TO DO: When the line with "Query: hillside vegetation" appears below, start repeating lines exactly, and keep going through the line with "(135,36) (no space after the comma)."; add nothing outside that span.

(Saved entries)
____________________

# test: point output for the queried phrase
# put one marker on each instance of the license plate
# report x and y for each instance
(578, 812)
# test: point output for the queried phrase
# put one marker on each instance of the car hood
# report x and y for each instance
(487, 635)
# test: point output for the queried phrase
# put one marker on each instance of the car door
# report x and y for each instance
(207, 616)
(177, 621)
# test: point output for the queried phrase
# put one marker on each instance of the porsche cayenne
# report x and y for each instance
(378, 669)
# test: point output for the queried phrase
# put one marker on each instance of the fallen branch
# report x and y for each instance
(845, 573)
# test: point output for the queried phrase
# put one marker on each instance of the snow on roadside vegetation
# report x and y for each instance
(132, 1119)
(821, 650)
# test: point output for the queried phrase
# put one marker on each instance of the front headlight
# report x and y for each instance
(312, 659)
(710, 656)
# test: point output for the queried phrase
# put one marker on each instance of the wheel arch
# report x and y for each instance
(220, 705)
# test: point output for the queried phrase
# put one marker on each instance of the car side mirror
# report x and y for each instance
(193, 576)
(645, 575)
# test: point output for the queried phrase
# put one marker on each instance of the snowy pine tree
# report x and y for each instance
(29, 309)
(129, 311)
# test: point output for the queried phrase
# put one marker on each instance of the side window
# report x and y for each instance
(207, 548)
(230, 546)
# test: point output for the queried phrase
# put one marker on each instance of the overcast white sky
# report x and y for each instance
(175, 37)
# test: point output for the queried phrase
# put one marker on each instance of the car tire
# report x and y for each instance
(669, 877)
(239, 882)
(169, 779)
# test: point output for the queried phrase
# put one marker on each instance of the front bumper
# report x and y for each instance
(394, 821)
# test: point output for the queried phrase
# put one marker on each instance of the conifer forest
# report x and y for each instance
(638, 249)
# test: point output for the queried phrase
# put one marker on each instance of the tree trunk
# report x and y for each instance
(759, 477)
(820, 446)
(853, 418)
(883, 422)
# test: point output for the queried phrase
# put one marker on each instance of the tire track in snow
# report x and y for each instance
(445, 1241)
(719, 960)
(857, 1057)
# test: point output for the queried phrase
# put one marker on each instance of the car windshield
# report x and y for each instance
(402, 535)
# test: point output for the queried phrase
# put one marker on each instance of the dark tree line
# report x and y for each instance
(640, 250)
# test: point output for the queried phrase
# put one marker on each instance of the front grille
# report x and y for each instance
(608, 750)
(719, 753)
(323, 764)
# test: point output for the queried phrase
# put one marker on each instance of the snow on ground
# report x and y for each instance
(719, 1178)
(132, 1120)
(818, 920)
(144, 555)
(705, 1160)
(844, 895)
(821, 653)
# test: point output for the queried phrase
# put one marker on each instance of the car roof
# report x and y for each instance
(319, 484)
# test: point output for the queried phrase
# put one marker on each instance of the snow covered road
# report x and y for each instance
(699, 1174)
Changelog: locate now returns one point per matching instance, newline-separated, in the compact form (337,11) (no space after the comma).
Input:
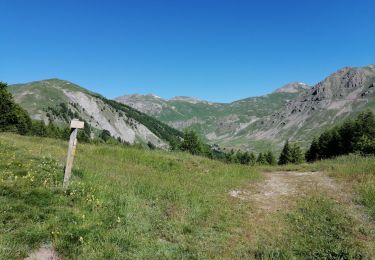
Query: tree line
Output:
(353,136)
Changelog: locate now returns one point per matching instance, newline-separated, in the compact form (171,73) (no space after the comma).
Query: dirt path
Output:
(280,189)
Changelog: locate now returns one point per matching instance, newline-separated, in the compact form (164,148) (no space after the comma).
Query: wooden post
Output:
(74,126)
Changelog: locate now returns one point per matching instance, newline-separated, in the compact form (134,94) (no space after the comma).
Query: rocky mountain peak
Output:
(293,87)
(192,100)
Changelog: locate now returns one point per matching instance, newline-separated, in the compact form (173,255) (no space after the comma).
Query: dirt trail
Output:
(279,189)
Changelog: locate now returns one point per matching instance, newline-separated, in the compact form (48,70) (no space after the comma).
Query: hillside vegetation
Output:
(136,203)
(59,101)
(296,111)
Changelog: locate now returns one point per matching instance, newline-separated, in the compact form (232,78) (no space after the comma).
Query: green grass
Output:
(359,171)
(123,203)
(316,229)
(133,203)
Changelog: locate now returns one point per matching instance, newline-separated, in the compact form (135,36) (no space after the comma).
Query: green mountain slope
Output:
(59,101)
(295,111)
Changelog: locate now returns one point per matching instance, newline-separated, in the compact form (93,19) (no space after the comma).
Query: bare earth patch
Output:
(281,191)
(276,191)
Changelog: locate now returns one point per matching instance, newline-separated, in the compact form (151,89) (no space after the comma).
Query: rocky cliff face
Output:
(57,99)
(295,111)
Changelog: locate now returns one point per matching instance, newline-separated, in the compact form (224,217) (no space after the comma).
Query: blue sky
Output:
(211,49)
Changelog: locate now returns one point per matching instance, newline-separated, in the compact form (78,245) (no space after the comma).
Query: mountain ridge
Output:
(60,100)
(257,123)
(295,111)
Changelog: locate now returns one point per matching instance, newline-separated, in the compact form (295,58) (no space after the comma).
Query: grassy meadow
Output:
(129,203)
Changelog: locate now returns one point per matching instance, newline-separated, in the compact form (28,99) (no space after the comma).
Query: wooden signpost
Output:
(75,124)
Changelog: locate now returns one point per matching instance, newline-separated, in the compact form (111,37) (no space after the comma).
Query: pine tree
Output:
(261,160)
(253,159)
(312,153)
(270,158)
(296,154)
(12,117)
(285,156)
(191,143)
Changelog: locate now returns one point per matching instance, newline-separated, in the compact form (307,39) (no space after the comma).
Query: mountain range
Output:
(295,112)
(60,101)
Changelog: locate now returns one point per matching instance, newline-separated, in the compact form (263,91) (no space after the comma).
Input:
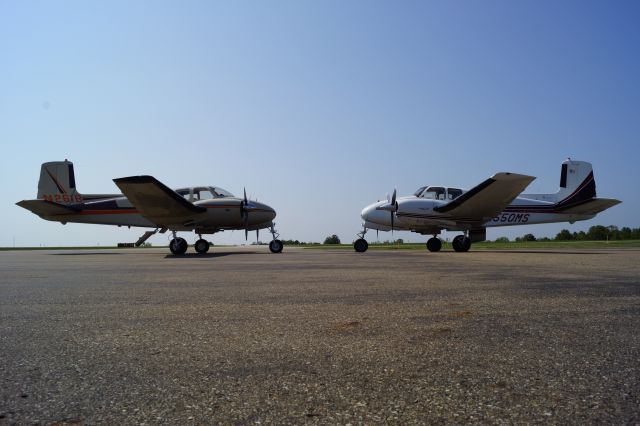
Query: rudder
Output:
(57,183)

____________________

ANSWER BELOW:
Query: hillside vegetation
Output:
(136,203)
(59,101)
(296,111)
Changelog: locate now returns one point per matching instance, newline-separated, in the compact form (232,78) (no space after the comma).
Query: green grass
Output:
(359,171)
(123,203)
(316,229)
(133,203)
Changelog: locate now returns one point per matching instance, newline-separated, in the compact form (135,36) (no space after the comma).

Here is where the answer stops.